Extracted records:
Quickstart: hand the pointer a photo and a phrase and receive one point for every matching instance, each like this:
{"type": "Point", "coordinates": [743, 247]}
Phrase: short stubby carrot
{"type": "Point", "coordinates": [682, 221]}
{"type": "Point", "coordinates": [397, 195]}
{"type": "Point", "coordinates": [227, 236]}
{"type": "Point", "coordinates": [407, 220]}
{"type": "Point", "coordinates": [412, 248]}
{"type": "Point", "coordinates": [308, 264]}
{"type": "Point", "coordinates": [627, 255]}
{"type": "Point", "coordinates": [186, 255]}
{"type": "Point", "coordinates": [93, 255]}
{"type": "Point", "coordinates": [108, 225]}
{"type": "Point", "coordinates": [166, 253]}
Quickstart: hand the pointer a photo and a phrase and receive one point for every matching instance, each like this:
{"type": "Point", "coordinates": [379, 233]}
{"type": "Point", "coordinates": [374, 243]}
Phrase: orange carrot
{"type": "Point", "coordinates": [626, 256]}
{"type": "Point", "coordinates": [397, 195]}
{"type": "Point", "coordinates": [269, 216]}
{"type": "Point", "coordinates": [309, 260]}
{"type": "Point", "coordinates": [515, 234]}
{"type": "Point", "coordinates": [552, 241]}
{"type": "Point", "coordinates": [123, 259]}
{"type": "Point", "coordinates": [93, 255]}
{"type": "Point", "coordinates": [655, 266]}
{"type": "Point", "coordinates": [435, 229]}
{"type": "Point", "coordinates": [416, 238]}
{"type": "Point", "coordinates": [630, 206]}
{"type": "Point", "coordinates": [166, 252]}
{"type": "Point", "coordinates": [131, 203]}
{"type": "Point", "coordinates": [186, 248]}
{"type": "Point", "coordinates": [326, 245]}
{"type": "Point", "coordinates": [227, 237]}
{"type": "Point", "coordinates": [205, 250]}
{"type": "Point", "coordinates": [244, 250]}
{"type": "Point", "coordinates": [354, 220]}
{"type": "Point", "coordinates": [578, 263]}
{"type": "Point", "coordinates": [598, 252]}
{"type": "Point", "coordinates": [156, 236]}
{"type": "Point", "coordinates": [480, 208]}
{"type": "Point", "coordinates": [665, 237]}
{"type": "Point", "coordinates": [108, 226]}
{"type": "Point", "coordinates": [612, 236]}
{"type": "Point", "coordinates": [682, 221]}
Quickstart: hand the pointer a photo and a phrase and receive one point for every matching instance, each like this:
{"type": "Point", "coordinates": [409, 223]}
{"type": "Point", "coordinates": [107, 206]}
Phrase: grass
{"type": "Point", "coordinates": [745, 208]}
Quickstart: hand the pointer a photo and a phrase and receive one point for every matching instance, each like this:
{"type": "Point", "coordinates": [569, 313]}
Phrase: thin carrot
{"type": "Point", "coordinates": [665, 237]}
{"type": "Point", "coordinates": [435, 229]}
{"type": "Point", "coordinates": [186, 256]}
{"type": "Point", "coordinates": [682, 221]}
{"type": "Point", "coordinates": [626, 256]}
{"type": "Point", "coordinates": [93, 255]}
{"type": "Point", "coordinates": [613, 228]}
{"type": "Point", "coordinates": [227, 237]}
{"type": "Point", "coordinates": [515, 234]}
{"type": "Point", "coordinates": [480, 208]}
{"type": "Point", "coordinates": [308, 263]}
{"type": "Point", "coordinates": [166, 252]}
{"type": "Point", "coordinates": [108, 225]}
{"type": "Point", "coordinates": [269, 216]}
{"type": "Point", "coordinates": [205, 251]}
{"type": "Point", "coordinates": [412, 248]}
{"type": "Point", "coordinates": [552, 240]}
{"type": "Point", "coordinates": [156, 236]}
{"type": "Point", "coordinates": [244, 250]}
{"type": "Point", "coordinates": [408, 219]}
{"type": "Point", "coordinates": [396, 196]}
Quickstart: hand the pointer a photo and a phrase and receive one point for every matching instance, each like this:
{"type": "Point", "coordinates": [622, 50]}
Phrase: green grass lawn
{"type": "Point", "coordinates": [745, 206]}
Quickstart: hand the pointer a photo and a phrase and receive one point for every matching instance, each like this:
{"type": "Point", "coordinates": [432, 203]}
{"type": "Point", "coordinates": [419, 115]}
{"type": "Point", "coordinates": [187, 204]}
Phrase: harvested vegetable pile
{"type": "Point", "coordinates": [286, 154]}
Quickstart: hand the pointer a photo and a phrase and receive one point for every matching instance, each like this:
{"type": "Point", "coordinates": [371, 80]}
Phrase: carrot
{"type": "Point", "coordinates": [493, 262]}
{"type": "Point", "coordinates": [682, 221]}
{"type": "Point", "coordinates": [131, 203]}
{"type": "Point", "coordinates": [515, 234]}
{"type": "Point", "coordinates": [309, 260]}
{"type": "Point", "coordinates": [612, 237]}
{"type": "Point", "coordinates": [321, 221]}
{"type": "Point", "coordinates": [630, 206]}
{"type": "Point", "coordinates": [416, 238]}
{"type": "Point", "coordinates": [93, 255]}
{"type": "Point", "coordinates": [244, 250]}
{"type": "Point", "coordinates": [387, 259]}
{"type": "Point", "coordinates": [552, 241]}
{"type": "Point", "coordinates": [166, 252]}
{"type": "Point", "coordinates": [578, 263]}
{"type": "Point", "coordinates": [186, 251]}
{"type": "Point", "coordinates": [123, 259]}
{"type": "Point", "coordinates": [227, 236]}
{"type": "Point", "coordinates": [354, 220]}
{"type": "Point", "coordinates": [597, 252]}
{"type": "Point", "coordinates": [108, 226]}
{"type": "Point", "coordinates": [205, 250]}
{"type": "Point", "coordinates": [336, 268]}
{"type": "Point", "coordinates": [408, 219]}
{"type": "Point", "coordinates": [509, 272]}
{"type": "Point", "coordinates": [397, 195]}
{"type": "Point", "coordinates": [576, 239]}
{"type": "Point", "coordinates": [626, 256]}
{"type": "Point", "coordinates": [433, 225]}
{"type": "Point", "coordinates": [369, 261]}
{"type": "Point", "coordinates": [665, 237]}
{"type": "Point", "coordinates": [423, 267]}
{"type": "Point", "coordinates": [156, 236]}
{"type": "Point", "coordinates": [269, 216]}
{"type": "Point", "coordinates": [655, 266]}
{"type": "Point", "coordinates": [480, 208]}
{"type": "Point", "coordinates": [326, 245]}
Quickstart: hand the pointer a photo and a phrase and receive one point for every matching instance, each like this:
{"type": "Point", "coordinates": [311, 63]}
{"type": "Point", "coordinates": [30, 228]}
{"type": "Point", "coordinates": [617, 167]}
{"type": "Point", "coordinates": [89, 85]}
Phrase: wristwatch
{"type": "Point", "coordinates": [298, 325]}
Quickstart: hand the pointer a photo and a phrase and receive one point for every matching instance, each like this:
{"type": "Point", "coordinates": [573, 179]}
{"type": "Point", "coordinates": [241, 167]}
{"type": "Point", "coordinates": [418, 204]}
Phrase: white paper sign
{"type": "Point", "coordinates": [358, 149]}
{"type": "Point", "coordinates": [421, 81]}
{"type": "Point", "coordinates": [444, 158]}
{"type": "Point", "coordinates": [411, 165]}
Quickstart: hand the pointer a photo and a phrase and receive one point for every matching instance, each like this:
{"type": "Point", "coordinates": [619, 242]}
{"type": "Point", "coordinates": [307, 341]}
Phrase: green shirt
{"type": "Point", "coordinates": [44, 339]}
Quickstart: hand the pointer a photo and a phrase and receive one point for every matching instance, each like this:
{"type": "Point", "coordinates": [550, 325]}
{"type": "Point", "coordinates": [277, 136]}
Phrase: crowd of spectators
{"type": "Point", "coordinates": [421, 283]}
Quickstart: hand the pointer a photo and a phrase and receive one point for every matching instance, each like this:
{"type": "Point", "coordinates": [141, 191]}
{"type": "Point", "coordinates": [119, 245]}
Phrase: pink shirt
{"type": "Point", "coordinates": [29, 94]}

Your assignment: All of the data must be set down again exactly.

Expected output:
Quickstart: hand the pointer a photo and a phrase and receive one point for every matching instance, each like this:
{"type": "Point", "coordinates": [743, 247]}
Phrase: short stubby carrot
{"type": "Point", "coordinates": [682, 221]}
{"type": "Point", "coordinates": [397, 195]}
{"type": "Point", "coordinates": [227, 236]}
{"type": "Point", "coordinates": [407, 220]}
{"type": "Point", "coordinates": [412, 248]}
{"type": "Point", "coordinates": [308, 264]}
{"type": "Point", "coordinates": [627, 255]}
{"type": "Point", "coordinates": [186, 255]}
{"type": "Point", "coordinates": [93, 255]}
{"type": "Point", "coordinates": [108, 225]}
{"type": "Point", "coordinates": [166, 253]}
Quickstart: hand the pointer a photo and a phrase and receive one point for every matching instance, each like this:
{"type": "Point", "coordinates": [379, 233]}
{"type": "Point", "coordinates": [374, 243]}
Phrase: orange carrot
{"type": "Point", "coordinates": [626, 256]}
{"type": "Point", "coordinates": [397, 195]}
{"type": "Point", "coordinates": [269, 216]}
{"type": "Point", "coordinates": [309, 260]}
{"type": "Point", "coordinates": [515, 234]}
{"type": "Point", "coordinates": [552, 241]}
{"type": "Point", "coordinates": [123, 259]}
{"type": "Point", "coordinates": [93, 255]}
{"type": "Point", "coordinates": [655, 266]}
{"type": "Point", "coordinates": [435, 229]}
{"type": "Point", "coordinates": [416, 238]}
{"type": "Point", "coordinates": [630, 206]}
{"type": "Point", "coordinates": [166, 252]}
{"type": "Point", "coordinates": [131, 203]}
{"type": "Point", "coordinates": [186, 248]}
{"type": "Point", "coordinates": [326, 245]}
{"type": "Point", "coordinates": [227, 237]}
{"type": "Point", "coordinates": [205, 250]}
{"type": "Point", "coordinates": [244, 250]}
{"type": "Point", "coordinates": [354, 220]}
{"type": "Point", "coordinates": [578, 263]}
{"type": "Point", "coordinates": [598, 252]}
{"type": "Point", "coordinates": [156, 236]}
{"type": "Point", "coordinates": [480, 208]}
{"type": "Point", "coordinates": [665, 237]}
{"type": "Point", "coordinates": [108, 226]}
{"type": "Point", "coordinates": [612, 236]}
{"type": "Point", "coordinates": [682, 221]}
Quickstart: hand the pointer a photo and a phrase and receive one point for every matching instance, each like this:
{"type": "Point", "coordinates": [409, 223]}
{"type": "Point", "coordinates": [107, 206]}
Phrase: grass
{"type": "Point", "coordinates": [745, 208]}
Quickstart: hand the pointer a photo and a phrase and receive one point for every matching instance, each like this:
{"type": "Point", "coordinates": [569, 313]}
Phrase: thin carrot
{"type": "Point", "coordinates": [665, 237]}
{"type": "Point", "coordinates": [435, 229]}
{"type": "Point", "coordinates": [186, 256]}
{"type": "Point", "coordinates": [682, 221]}
{"type": "Point", "coordinates": [626, 256]}
{"type": "Point", "coordinates": [93, 255]}
{"type": "Point", "coordinates": [613, 228]}
{"type": "Point", "coordinates": [227, 237]}
{"type": "Point", "coordinates": [515, 234]}
{"type": "Point", "coordinates": [480, 208]}
{"type": "Point", "coordinates": [308, 263]}
{"type": "Point", "coordinates": [166, 252]}
{"type": "Point", "coordinates": [108, 225]}
{"type": "Point", "coordinates": [269, 216]}
{"type": "Point", "coordinates": [205, 251]}
{"type": "Point", "coordinates": [412, 248]}
{"type": "Point", "coordinates": [552, 240]}
{"type": "Point", "coordinates": [156, 236]}
{"type": "Point", "coordinates": [244, 250]}
{"type": "Point", "coordinates": [408, 219]}
{"type": "Point", "coordinates": [396, 196]}
Quickstart: hand the pointer a photo and a phrase and receive one point for every matching instance, each like this:
{"type": "Point", "coordinates": [622, 50]}
Phrase: green grass lawn
{"type": "Point", "coordinates": [745, 206]}
Quickstart: hand the pointer a photo and a phrase and receive one point for every matching instance, each like this:
{"type": "Point", "coordinates": [432, 203]}
{"type": "Point", "coordinates": [419, 115]}
{"type": "Point", "coordinates": [187, 204]}
Phrase: harvested vegetable pile
{"type": "Point", "coordinates": [286, 154]}
Quickstart: hand the pointer a photo and a phrase and receive one point for every matching instance, each like this:
{"type": "Point", "coordinates": [371, 80]}
Phrase: carrot
{"type": "Point", "coordinates": [493, 262]}
{"type": "Point", "coordinates": [682, 221]}
{"type": "Point", "coordinates": [131, 203]}
{"type": "Point", "coordinates": [515, 234]}
{"type": "Point", "coordinates": [309, 260]}
{"type": "Point", "coordinates": [612, 237]}
{"type": "Point", "coordinates": [321, 221]}
{"type": "Point", "coordinates": [630, 206]}
{"type": "Point", "coordinates": [416, 238]}
{"type": "Point", "coordinates": [93, 255]}
{"type": "Point", "coordinates": [244, 250]}
{"type": "Point", "coordinates": [387, 259]}
{"type": "Point", "coordinates": [552, 241]}
{"type": "Point", "coordinates": [166, 252]}
{"type": "Point", "coordinates": [578, 263]}
{"type": "Point", "coordinates": [186, 251]}
{"type": "Point", "coordinates": [123, 259]}
{"type": "Point", "coordinates": [227, 236]}
{"type": "Point", "coordinates": [354, 220]}
{"type": "Point", "coordinates": [597, 252]}
{"type": "Point", "coordinates": [108, 226]}
{"type": "Point", "coordinates": [205, 250]}
{"type": "Point", "coordinates": [336, 268]}
{"type": "Point", "coordinates": [408, 219]}
{"type": "Point", "coordinates": [509, 272]}
{"type": "Point", "coordinates": [397, 195]}
{"type": "Point", "coordinates": [576, 239]}
{"type": "Point", "coordinates": [626, 256]}
{"type": "Point", "coordinates": [433, 225]}
{"type": "Point", "coordinates": [369, 261]}
{"type": "Point", "coordinates": [665, 237]}
{"type": "Point", "coordinates": [423, 267]}
{"type": "Point", "coordinates": [156, 236]}
{"type": "Point", "coordinates": [269, 216]}
{"type": "Point", "coordinates": [655, 266]}
{"type": "Point", "coordinates": [480, 208]}
{"type": "Point", "coordinates": [326, 245]}
Quickstart: hand the pointer a photo and a phrase and receive one point for every matching instance, each like this:
{"type": "Point", "coordinates": [311, 63]}
{"type": "Point", "coordinates": [30, 228]}
{"type": "Point", "coordinates": [617, 167]}
{"type": "Point", "coordinates": [89, 85]}
Phrase: wristwatch
{"type": "Point", "coordinates": [298, 325]}
Quickstart: hand the pointer a photo and a phrase and receive one point for every matching instance, each like this:
{"type": "Point", "coordinates": [573, 179]}
{"type": "Point", "coordinates": [241, 167]}
{"type": "Point", "coordinates": [418, 204]}
Phrase: white paper sign
{"type": "Point", "coordinates": [358, 149]}
{"type": "Point", "coordinates": [421, 81]}
{"type": "Point", "coordinates": [444, 158]}
{"type": "Point", "coordinates": [411, 165]}
Quickstart: hand the pointer a photo and a phrase and receive one point for every matching instance, each like this:
{"type": "Point", "coordinates": [619, 242]}
{"type": "Point", "coordinates": [307, 341]}
Phrase: green shirt
{"type": "Point", "coordinates": [44, 339]}
Quickstart: hand the pointer a photo and a phrase and receive one point for every matching instance, each like this:
{"type": "Point", "coordinates": [550, 325]}
{"type": "Point", "coordinates": [277, 136]}
Phrase: crowd of spectators
{"type": "Point", "coordinates": [421, 283]}
Quickstart: hand the pointer a photo and a phrase and receive one point for every matching instance, each like this:
{"type": "Point", "coordinates": [141, 191]}
{"type": "Point", "coordinates": [119, 245]}
Phrase: pink shirt
{"type": "Point", "coordinates": [29, 94]}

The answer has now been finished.